----- SOURCE PASSAGE
The termination of Employee's employment shall constitute a "Termination for
Cause" if made pursuant to Section 3.2(i); the effect of such termination is
specified in Section 3.4. The termination of Employee's employment shall
constitute an "Involuntary Termination" if made pursuant to Section 3.2(ii); the
effect of such termination is specified in Section 3.5. The effect of the
employment relationship being terminated pursuant to Section 3.2(iii) as a
result of Employee's death is specified in Section 3.7. The effect of the
employment relationship being terminated pursuant to Section 3.2(iv) as a result
of the Employee becoming incapacitated is specified in Section 3.8.
3.3. Notwithstanding any other provisions of this Agreement, Employee
shall have the right to terminate the employment relationship under this
Agreement at any time for any of the following reasons:
(i) a material breach by Employer of any material provision of
this Agreement, including, without limitation, a material
reduction in Employee's title, position, duties,
responsibilities, and authority to such an extent that
Employee is relegated to a position substantially inferior to
that which he shall hold with Employer at the commencement of
this Agreement, or elimination of Employee's job and him not
being offered employment by Employer or a successor to all or
a portion of Employer's business or assets, with (a)
----------
----- EXTRACTED DATA
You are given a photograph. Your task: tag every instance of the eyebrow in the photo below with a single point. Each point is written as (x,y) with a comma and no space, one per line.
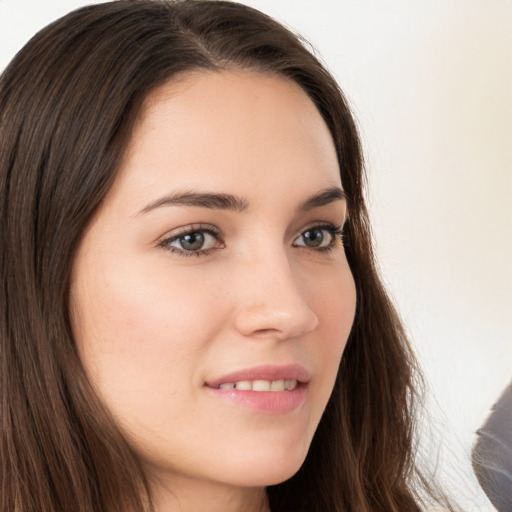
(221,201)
----------
----- EXTRACTED DATA
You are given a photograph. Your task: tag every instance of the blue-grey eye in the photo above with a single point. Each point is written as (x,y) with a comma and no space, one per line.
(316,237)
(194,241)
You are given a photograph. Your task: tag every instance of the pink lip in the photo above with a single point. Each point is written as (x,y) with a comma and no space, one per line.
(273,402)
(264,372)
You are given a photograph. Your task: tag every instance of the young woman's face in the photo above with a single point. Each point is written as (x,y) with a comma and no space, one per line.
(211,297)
----------
### GIVEN TASK A
In the employment agreement passage, which section specifies the effect of a termination that occurs because the Employee becomes incapacitated?
### GIVEN TASK B
Continue the employment agreement passage from its final words, "with (a)".

### RIGHT ANSWER A
Section 3.8

### RIGHT ANSWER B
comparable responsibilities, (b) the same or greater base
salary, (c) comparable value for his participation in any
stock option plans and (d) comparable severance benefits, and
then only if any such breach remains uncorrected for 30 days
following written notice of such breach by Employee to
Employer's Board of Directors
(ii) (x) Employer completes a merger or consolidation, a sale of
all or substantially all of its assets of Employer, or the
sale of all of its outstanding common stock, in
each case in which all of the stockholders of Employer receive
in such transaction cash and/or securities that are publicly
traded, and (y) Employee's employment is terminated after such
transaction by virtue of an Involuntary Termination within
ninety (90) days after the completion of such transaction;
(iii) any corporation, person or group within the meaning of
Sections 13(d)(3) and 14(d)(2) of the Securities Exchange Act
of 1934, as amended (the "Act"), becomes the beneficial owner
(within the meaning of Rule 13d-3 under the Act) of voting
securities of Employer representing more than fifty percent of
the total votes eligible to be cast at any election of
directors of Employer and Employee's employment is terminated
after such event by virtue of Involuntary Termination within
ninety (90) days after the occurrence of such event;
(iv) the dissolution of Employer; or
(v) for any other reason whatsoever, in the sole discretion of
Employee.
The termination of Employee's employment by Employee shall constitute an
"Involuntary Termination" if made pursuant to Section 3.3(i), 3.3(ii), 3.3(iii)
or 3.3(iv); the effect of such termination is specified in Section 3.5. The
termination of Employee's employment by Employee shall constitute a "Voluntary
Termination" if made pursuant to Sections 3.3(v); the effect of such termination
is specified in Section 3.4.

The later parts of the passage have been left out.